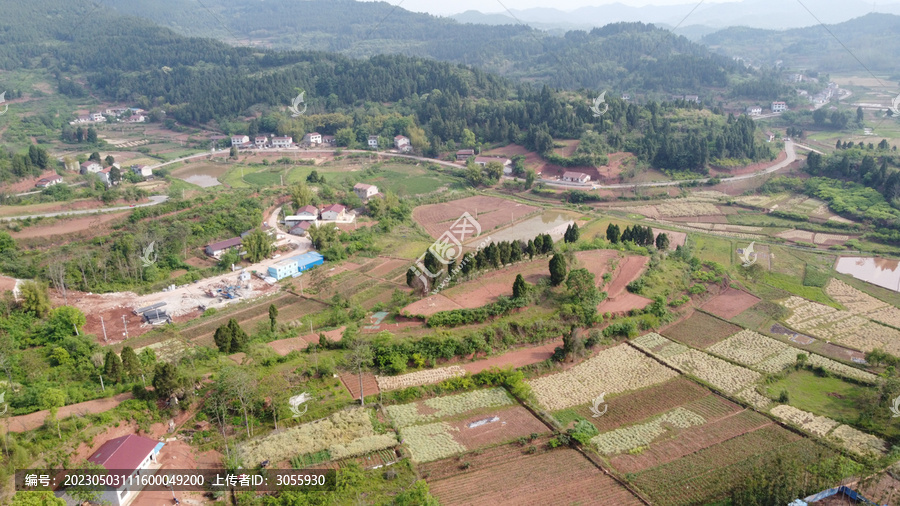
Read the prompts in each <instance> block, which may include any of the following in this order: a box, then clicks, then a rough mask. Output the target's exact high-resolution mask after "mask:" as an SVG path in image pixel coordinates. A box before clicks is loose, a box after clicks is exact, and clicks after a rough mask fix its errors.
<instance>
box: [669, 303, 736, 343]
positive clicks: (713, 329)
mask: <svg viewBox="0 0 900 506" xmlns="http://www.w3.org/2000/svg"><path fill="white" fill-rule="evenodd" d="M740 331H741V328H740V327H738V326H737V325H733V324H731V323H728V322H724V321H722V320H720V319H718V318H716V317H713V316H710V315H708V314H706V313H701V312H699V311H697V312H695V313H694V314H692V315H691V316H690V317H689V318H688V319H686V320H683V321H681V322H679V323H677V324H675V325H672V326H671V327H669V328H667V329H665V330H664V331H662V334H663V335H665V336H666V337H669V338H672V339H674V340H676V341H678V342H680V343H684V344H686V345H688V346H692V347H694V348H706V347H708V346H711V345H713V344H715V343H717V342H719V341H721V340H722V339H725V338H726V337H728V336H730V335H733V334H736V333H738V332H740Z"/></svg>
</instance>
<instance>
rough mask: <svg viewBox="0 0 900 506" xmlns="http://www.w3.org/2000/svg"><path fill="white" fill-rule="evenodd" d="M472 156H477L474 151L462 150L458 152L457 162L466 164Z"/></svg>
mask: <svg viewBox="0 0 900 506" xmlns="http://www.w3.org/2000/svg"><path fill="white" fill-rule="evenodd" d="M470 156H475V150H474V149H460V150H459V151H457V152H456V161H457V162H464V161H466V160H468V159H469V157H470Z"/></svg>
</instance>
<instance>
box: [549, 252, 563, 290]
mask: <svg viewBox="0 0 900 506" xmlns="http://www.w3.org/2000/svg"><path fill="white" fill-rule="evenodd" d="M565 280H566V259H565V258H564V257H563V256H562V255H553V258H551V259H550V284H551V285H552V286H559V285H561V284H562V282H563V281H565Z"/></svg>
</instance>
= = =
**Problem to solve**
Turn everything from the start of the records down to the line containing "positive clicks: (713, 329)" into a numbered list, skipping blank lines and leaving out the pictures.

**Written solution**
1. Read the prompts in each <instance> block, which may include any of the following in this order: a box, then clicks, then a rough mask. Output the target's exact high-resolution mask after "mask:" as an SVG path in image pixel coordinates. A box before clicks is loose, a box after clicks is exact, and clicks after a rough mask fix its errors.
2. <instance>
3. box: [669, 303, 736, 343]
4. positive clicks: (713, 329)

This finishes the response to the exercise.